- _Written task_: The lines to extract start at the one containing "Target: beige floor tile" and end with the last line; give them exactly and nothing more.

- _Records provided_:
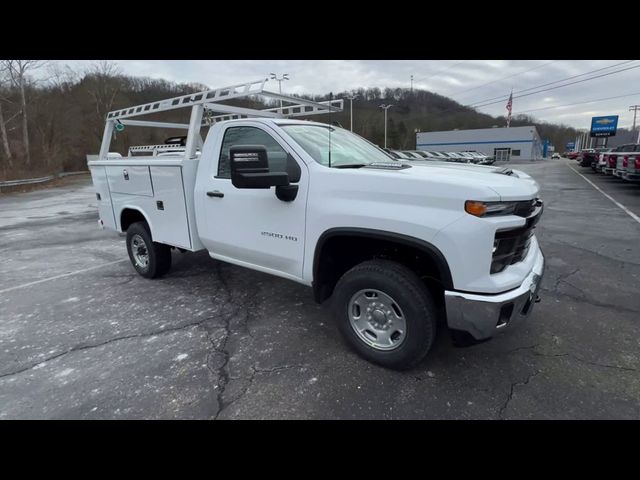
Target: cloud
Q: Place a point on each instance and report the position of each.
(466, 81)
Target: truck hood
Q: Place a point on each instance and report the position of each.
(506, 183)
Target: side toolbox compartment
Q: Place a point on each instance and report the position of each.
(130, 179)
(103, 196)
(170, 221)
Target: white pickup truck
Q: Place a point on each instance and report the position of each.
(395, 247)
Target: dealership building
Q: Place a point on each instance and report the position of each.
(503, 143)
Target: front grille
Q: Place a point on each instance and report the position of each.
(512, 246)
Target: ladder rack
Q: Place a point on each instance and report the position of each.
(155, 149)
(210, 101)
(211, 98)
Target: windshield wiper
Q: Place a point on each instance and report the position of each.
(351, 165)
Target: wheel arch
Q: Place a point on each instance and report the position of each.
(324, 283)
(131, 214)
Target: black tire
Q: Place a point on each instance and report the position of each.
(159, 255)
(410, 294)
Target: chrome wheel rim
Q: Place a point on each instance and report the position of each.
(377, 319)
(140, 251)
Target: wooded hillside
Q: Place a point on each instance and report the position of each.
(49, 126)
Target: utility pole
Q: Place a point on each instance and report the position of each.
(279, 80)
(634, 109)
(385, 108)
(351, 98)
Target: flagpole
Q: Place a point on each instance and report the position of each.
(509, 107)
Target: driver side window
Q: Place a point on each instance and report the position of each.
(279, 159)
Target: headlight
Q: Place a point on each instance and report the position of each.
(487, 209)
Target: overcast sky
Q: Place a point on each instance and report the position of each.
(466, 81)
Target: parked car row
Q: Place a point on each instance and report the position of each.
(622, 161)
(461, 157)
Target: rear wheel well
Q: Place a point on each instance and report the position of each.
(337, 254)
(130, 216)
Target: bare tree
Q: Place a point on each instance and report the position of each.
(104, 88)
(3, 122)
(18, 71)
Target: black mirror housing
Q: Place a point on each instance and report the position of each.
(250, 168)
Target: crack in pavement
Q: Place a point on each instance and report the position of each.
(511, 391)
(572, 356)
(562, 278)
(256, 371)
(222, 371)
(585, 299)
(80, 347)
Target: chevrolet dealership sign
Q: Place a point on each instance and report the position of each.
(604, 126)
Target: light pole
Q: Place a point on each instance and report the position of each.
(385, 108)
(351, 98)
(634, 109)
(285, 76)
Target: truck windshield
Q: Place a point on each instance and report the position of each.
(346, 148)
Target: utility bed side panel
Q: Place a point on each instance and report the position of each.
(171, 225)
(131, 179)
(103, 196)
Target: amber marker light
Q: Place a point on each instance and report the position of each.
(475, 208)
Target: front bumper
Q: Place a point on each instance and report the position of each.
(485, 315)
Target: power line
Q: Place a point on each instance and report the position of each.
(558, 81)
(440, 71)
(503, 78)
(553, 88)
(578, 103)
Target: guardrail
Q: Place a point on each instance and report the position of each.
(33, 181)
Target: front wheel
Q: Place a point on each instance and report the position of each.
(386, 313)
(149, 258)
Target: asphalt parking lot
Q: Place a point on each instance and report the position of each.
(83, 336)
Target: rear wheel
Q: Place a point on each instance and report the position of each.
(386, 313)
(149, 258)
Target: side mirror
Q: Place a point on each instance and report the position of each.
(250, 168)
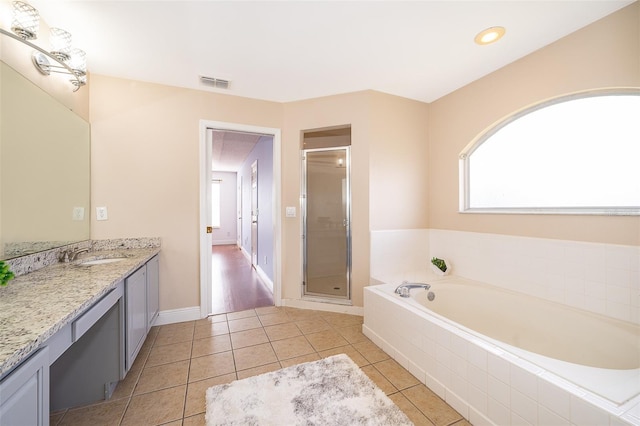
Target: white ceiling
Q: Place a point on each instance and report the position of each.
(230, 149)
(291, 50)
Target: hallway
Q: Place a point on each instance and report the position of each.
(236, 285)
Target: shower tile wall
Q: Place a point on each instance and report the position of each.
(601, 278)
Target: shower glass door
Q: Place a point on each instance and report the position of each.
(327, 240)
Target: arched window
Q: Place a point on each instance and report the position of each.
(577, 154)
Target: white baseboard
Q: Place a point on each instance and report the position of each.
(222, 242)
(265, 279)
(178, 315)
(327, 307)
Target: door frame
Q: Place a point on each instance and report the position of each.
(206, 155)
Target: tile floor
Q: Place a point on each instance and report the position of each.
(178, 362)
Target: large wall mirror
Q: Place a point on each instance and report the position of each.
(44, 169)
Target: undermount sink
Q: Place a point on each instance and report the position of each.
(101, 261)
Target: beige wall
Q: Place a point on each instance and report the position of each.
(145, 169)
(145, 153)
(604, 54)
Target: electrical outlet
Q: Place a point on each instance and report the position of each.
(101, 213)
(78, 213)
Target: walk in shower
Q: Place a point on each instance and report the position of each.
(327, 215)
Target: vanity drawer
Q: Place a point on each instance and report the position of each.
(94, 313)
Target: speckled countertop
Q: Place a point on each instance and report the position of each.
(35, 306)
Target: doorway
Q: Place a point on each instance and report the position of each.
(327, 218)
(216, 261)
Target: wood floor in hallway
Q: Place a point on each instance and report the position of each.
(236, 285)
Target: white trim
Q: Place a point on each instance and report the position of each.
(177, 315)
(265, 279)
(205, 207)
(326, 307)
(223, 242)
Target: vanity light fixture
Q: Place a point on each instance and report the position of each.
(60, 43)
(61, 59)
(26, 20)
(490, 35)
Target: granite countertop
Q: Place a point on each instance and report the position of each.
(33, 307)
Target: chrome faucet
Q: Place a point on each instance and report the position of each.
(71, 254)
(403, 289)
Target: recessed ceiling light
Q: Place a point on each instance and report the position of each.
(490, 35)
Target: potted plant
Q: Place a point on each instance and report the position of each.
(5, 274)
(439, 266)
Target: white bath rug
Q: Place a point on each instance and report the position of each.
(332, 391)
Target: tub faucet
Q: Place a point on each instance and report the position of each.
(403, 289)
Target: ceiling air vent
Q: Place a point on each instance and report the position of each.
(218, 83)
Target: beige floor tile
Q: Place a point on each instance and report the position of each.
(107, 413)
(312, 325)
(195, 403)
(380, 381)
(353, 334)
(174, 335)
(338, 320)
(211, 345)
(252, 337)
(297, 314)
(255, 371)
(266, 310)
(242, 314)
(197, 420)
(370, 351)
(273, 319)
(254, 356)
(166, 354)
(396, 374)
(410, 410)
(282, 331)
(436, 410)
(300, 360)
(348, 350)
(156, 408)
(328, 339)
(211, 329)
(213, 365)
(244, 324)
(162, 377)
(125, 387)
(292, 347)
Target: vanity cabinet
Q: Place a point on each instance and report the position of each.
(153, 291)
(142, 300)
(24, 393)
(136, 301)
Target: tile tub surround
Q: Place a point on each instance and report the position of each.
(481, 381)
(35, 306)
(600, 278)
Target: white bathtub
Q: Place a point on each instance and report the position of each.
(504, 358)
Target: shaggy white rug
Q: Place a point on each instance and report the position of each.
(332, 391)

- _Answer in full_:
Target: beige floor tile
Q: Place a point on each instance and report the position of each.
(107, 413)
(312, 325)
(195, 403)
(380, 381)
(353, 334)
(174, 335)
(338, 320)
(211, 345)
(252, 337)
(297, 314)
(255, 371)
(266, 310)
(242, 314)
(197, 420)
(370, 351)
(273, 319)
(254, 356)
(166, 354)
(396, 374)
(410, 410)
(282, 331)
(436, 410)
(300, 360)
(348, 350)
(156, 408)
(328, 339)
(211, 329)
(213, 365)
(244, 324)
(162, 377)
(125, 387)
(292, 347)
Target: vanity cabinet
Q: Place a point on each instance and report the position of each.
(153, 291)
(142, 300)
(24, 393)
(136, 301)
Target: tile tub surround
Q: Place a point on each instance and report the position of each.
(481, 381)
(35, 306)
(600, 278)
Target: white bathtub
Q: Place a point on each instance and report the position of each.
(504, 358)
Target: shaggy white rug
Q: Place a point on each instance and report the position of each.
(332, 391)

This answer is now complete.